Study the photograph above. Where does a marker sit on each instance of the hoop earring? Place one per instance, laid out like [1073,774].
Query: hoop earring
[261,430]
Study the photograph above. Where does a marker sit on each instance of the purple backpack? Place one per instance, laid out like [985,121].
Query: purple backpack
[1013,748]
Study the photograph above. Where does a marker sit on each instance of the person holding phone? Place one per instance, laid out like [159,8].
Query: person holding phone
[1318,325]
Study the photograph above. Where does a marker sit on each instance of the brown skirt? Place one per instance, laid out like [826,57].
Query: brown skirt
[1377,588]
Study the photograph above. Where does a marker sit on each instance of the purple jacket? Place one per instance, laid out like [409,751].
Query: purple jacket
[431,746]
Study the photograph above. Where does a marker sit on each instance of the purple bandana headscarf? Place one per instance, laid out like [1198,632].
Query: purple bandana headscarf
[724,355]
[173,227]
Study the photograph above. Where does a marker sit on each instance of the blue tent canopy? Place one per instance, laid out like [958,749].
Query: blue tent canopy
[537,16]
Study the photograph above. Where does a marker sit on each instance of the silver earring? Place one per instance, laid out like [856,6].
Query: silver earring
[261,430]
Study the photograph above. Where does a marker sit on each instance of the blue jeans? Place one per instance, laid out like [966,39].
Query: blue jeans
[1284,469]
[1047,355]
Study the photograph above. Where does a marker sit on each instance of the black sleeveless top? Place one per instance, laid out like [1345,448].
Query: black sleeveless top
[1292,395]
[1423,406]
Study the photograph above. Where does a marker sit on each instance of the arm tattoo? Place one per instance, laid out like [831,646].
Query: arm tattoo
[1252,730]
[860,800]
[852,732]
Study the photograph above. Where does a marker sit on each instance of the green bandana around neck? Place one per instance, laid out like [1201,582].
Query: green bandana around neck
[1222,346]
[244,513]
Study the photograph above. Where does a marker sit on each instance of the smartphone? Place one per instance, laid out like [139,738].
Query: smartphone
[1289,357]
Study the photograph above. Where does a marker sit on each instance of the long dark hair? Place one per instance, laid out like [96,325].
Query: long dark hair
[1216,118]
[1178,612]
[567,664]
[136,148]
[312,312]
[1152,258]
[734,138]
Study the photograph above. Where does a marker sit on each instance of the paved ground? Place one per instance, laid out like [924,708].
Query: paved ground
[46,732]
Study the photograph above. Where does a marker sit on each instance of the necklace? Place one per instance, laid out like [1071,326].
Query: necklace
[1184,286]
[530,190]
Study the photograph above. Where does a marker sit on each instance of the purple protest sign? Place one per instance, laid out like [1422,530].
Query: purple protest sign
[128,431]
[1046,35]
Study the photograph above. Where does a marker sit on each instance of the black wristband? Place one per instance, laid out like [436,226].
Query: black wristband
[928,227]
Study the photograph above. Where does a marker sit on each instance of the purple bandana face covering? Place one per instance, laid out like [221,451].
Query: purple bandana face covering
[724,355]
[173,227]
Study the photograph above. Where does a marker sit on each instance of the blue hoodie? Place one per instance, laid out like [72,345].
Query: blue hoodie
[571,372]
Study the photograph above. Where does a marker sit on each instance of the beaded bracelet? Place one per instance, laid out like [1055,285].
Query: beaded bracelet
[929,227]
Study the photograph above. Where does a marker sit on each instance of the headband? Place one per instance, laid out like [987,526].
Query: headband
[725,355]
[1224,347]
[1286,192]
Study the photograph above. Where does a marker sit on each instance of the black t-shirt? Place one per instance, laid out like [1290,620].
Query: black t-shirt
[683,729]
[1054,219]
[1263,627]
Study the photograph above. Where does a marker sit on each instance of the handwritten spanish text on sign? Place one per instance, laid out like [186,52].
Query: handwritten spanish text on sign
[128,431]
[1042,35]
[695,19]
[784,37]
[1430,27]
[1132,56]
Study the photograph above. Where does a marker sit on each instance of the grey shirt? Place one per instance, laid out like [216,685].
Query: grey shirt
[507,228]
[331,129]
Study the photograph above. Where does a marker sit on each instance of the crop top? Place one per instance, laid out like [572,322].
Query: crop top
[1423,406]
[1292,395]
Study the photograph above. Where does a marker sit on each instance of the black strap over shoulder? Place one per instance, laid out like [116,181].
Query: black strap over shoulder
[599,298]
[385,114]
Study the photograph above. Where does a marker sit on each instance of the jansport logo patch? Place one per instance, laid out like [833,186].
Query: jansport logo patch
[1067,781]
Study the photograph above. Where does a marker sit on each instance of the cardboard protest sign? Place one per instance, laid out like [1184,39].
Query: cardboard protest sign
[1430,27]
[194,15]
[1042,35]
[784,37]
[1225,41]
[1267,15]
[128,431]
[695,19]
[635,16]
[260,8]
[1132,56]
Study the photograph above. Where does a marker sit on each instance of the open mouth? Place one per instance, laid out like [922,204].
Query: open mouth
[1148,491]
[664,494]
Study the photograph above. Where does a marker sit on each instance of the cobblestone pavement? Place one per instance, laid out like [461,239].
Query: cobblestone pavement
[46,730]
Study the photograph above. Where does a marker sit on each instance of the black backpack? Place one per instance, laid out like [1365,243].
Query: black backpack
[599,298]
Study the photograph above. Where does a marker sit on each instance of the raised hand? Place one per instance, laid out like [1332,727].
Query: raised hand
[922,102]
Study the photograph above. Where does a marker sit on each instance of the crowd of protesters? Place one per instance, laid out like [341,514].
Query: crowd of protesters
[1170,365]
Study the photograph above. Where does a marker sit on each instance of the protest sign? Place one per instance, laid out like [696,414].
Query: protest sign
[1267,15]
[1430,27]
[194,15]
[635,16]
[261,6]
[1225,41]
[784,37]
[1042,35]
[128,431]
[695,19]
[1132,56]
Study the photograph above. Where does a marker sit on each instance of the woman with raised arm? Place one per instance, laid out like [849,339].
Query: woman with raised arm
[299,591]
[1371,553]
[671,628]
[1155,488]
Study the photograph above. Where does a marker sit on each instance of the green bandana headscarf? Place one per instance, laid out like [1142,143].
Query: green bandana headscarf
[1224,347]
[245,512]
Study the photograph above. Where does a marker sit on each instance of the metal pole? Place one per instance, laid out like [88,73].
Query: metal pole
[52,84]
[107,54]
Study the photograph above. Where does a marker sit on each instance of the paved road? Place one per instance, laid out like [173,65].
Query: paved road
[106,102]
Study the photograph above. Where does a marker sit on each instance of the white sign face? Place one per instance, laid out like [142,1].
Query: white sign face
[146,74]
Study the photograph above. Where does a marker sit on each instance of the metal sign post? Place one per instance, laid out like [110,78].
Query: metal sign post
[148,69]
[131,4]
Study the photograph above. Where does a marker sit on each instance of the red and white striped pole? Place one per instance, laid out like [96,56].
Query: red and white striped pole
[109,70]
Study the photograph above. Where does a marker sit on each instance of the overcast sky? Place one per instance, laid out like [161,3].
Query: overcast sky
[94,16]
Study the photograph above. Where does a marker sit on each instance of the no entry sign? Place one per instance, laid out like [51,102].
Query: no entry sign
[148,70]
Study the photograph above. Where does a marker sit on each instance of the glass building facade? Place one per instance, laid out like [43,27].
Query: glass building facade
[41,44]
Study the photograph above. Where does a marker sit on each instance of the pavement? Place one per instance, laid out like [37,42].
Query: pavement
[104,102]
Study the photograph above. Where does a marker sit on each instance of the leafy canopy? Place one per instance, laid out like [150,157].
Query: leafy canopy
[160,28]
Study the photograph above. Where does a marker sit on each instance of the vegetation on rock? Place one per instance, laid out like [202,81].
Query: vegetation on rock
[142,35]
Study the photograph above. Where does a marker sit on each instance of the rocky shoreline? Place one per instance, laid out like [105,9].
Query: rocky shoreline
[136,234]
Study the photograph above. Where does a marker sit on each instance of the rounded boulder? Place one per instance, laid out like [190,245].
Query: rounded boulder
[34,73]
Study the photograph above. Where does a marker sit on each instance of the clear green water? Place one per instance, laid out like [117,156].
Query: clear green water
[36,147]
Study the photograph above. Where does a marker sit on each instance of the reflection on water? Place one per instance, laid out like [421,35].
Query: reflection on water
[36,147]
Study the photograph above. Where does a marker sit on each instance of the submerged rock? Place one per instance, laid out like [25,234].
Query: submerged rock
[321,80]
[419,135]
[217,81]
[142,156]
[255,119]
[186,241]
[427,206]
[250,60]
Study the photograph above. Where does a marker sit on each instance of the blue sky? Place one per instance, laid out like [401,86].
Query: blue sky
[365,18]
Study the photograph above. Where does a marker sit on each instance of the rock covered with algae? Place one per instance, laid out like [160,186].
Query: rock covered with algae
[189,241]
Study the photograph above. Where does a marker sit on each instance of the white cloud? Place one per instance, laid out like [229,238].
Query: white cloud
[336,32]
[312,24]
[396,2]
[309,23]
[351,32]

** Aim **
Rescale the listing, starting with the line containing "out like [25,234]." and going on through the end of the listing. Write out every one of those lines, with each answer coordinate multiplied by 2.35 and rounded to a whole number (halves up), and keep the wording and its sample coordinates unchanged.

** The completed task **
Study the photograph above. Where does a marker sit on each instance of the submerged rock? Place one per instance, laid out like [25,234].
Query: submerged rock
[754,188]
[985,317]
[510,190]
[334,367]
[599,280]
[437,566]
[1003,484]
[588,141]
Study the photograph above. Where does a marker sit on each instance of the blue sky? Place one per instance, laid out like [401,86].
Query: blue sky
[858,42]
Study the photograph above. Where does a marker sit on each instance of the rock covered with algae? Place one per instance, laid out like [160,186].
Query: rock covered with algae
[444,566]
Study the photograph above. Where does a marker sit on each instance of the white cloud? Place one per instance, laid out like [229,238].
Query: white cloud
[790,75]
[733,56]
[931,5]
[726,54]
[825,75]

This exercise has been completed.